__Short exercise__
Print all of the records below word for word, leaving out the pictures.

++++ Record set

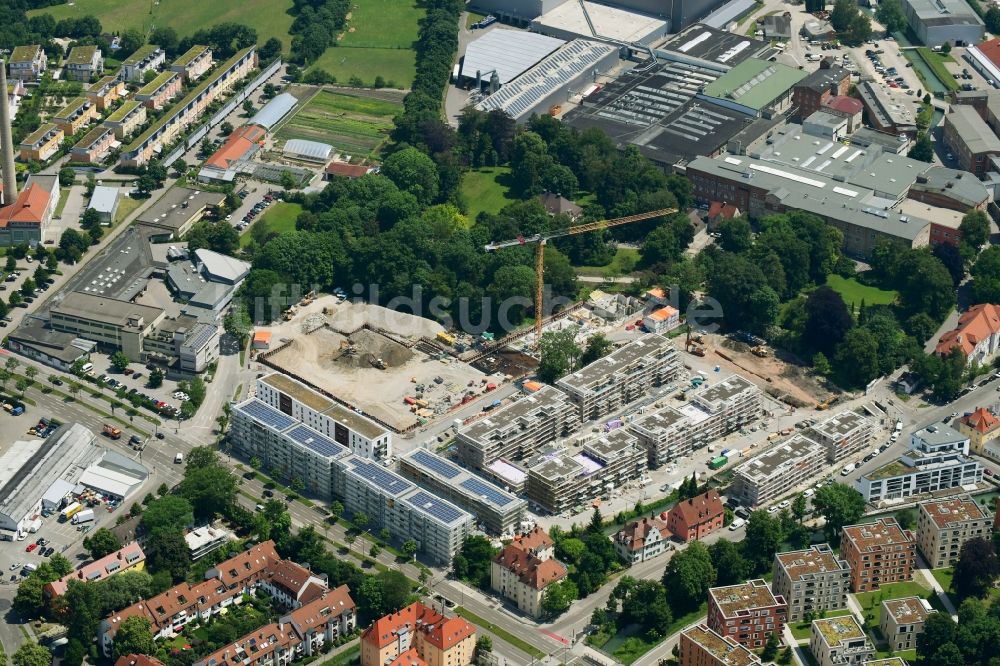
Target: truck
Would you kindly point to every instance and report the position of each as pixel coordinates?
(85, 516)
(70, 511)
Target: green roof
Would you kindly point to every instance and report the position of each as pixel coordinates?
(190, 55)
(140, 54)
(152, 86)
(81, 55)
(193, 94)
(24, 53)
(755, 83)
(122, 111)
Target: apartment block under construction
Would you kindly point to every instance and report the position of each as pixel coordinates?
(712, 412)
(518, 429)
(621, 377)
(561, 478)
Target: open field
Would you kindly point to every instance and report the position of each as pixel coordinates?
(269, 18)
(853, 292)
(483, 191)
(352, 123)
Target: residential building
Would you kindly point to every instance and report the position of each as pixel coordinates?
(83, 63)
(27, 62)
(160, 91)
(981, 427)
(977, 334)
(300, 634)
(407, 511)
(937, 459)
(696, 517)
(524, 568)
(193, 63)
(811, 581)
(434, 639)
(700, 646)
(749, 613)
(165, 129)
(642, 540)
(126, 119)
(839, 641)
(713, 411)
(516, 430)
(495, 509)
(147, 58)
(844, 435)
(935, 22)
(879, 552)
(346, 427)
(105, 92)
(41, 144)
(561, 477)
(902, 621)
(94, 146)
(75, 116)
(944, 525)
(775, 472)
(662, 320)
(128, 558)
(624, 375)
(970, 139)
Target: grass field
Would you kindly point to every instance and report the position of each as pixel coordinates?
(853, 292)
(353, 124)
(268, 17)
(279, 218)
(483, 191)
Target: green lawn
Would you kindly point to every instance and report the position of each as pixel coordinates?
(352, 123)
(268, 17)
(483, 192)
(853, 292)
(802, 631)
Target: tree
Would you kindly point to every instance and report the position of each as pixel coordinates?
(558, 354)
(119, 361)
(977, 569)
(102, 542)
(840, 505)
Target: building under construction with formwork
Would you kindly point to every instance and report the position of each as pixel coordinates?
(712, 412)
(497, 511)
(621, 377)
(517, 430)
(844, 434)
(562, 477)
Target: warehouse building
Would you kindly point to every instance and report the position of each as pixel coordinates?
(496, 510)
(568, 71)
(775, 472)
(624, 375)
(712, 412)
(349, 429)
(516, 430)
(30, 470)
(935, 22)
(561, 478)
(406, 510)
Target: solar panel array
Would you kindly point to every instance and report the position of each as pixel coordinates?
(315, 441)
(435, 507)
(486, 491)
(261, 411)
(436, 464)
(526, 92)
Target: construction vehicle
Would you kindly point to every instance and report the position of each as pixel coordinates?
(542, 239)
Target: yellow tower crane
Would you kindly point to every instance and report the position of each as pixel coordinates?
(542, 239)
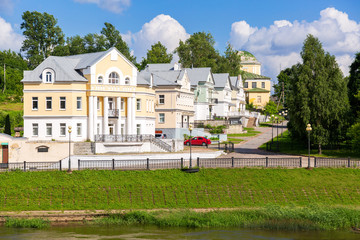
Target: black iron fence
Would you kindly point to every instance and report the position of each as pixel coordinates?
(153, 164)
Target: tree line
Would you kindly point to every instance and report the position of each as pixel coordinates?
(316, 93)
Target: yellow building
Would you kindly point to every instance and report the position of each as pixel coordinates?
(97, 94)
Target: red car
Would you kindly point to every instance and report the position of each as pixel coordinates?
(198, 141)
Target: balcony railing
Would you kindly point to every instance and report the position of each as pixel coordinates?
(113, 112)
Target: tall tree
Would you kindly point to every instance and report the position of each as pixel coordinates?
(354, 88)
(157, 54)
(198, 51)
(318, 96)
(42, 35)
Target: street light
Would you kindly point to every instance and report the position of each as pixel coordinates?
(190, 129)
(69, 130)
(308, 129)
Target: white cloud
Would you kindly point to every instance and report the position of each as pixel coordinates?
(116, 6)
(8, 38)
(162, 28)
(281, 43)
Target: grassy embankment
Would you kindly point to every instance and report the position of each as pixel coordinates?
(266, 198)
(288, 146)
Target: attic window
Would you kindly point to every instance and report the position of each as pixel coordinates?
(48, 77)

++++++++

__Answer to the exercise__
Target: truck
Would you kindly point to every instance and report the position of each as pixel coordinates?
(85, 516)
(70, 511)
Target: green roof
Would you kindly point to every instance and report the position of each as pixel coordinates?
(190, 55)
(140, 54)
(152, 86)
(81, 55)
(193, 94)
(24, 53)
(755, 83)
(122, 111)
Target: apartment block under construction
Would you kindly point to every instance and report the position of each as pixel coordinates?
(712, 412)
(518, 429)
(621, 377)
(561, 478)
Target: open field
Would you kindly point to every instance and report the position of each as pixel coordinates?
(269, 18)
(853, 292)
(483, 191)
(352, 123)
Target: residential building
Would you kindly point to every instance and report the position of each as pixel coordinates?
(83, 63)
(27, 62)
(160, 91)
(981, 427)
(977, 334)
(300, 634)
(407, 511)
(937, 459)
(696, 517)
(524, 568)
(193, 63)
(811, 581)
(434, 639)
(700, 646)
(749, 613)
(165, 129)
(642, 540)
(126, 119)
(839, 641)
(713, 411)
(516, 430)
(495, 509)
(147, 58)
(844, 435)
(935, 22)
(879, 552)
(346, 427)
(105, 92)
(41, 144)
(561, 477)
(902, 621)
(94, 146)
(75, 116)
(944, 525)
(775, 472)
(662, 320)
(128, 558)
(624, 375)
(970, 139)
Target: grass field
Would you kindly point to every instance and report the position of each as pixel coordinates?
(853, 292)
(353, 124)
(268, 17)
(279, 218)
(483, 191)
Target: green lawn
Would you kindly point to every instance and report the position of each as pixel coordinates?
(352, 123)
(268, 17)
(483, 192)
(853, 292)
(802, 631)
Target: tree
Would you kindly point to every instance and report the position of each as pixel coordinates?
(558, 354)
(119, 361)
(977, 569)
(102, 542)
(840, 505)
Target: building under construction with formwork
Would you kindly point to every instance and report the position of each as pixel coordinates?
(712, 412)
(497, 511)
(621, 377)
(517, 430)
(844, 434)
(562, 477)
Target: warehouse building
Would you kindly point to every instance and report the position of each as pixel coordinates?
(496, 510)
(568, 71)
(775, 472)
(624, 375)
(712, 412)
(349, 429)
(516, 430)
(30, 470)
(935, 22)
(561, 478)
(406, 510)
Target: solar panel array
Would you kindly point to every instance and report the position of each as pixel coordinates?
(315, 441)
(435, 507)
(486, 491)
(261, 411)
(436, 464)
(526, 92)
Target: construction vehicle
Would you kindly point to every instance and report the position of each as pixel coordinates?
(542, 239)
Target: yellow tower crane
Would you kindly point to every instance and report the position of each as pixel coordinates?
(542, 239)
Target: black iron fence
Would you kindly point to every instance and report the position of each as pixel coordinates?
(153, 164)
Target: tree line
Would you kindly point to every instance and report the position of each as pixel coordinates?
(316, 93)
Target: yellow building
Would you kindly point to every instance and report the position of each as pixel coordinates?
(97, 94)
Target: red car
Would you kindly point to every instance and report the position of each as pixel coordinates?
(198, 141)
Target: balcony railing
Would you kindly point to every instance and report the position of each as pixel coordinates?
(113, 112)
Target: tall tree
Would you kindly point to every instance and report the position of each as pixel coordinates?
(354, 88)
(157, 54)
(198, 51)
(318, 96)
(42, 35)
Target: street light
Would you kindly point to every instance and report the position of each as pixel coordinates?
(190, 129)
(69, 130)
(308, 129)
Target: white cloud
Would you kindly point to every instance and report the position of each as pixel coordinates?
(116, 6)
(8, 38)
(162, 28)
(281, 43)
Target: grassy embankment
Would you kindly point to every instance and report the position of each as pixel coordinates?
(266, 198)
(288, 146)
Target: attic window
Would you kindly point to every instance and report the position of each as pixel coordinates?
(48, 77)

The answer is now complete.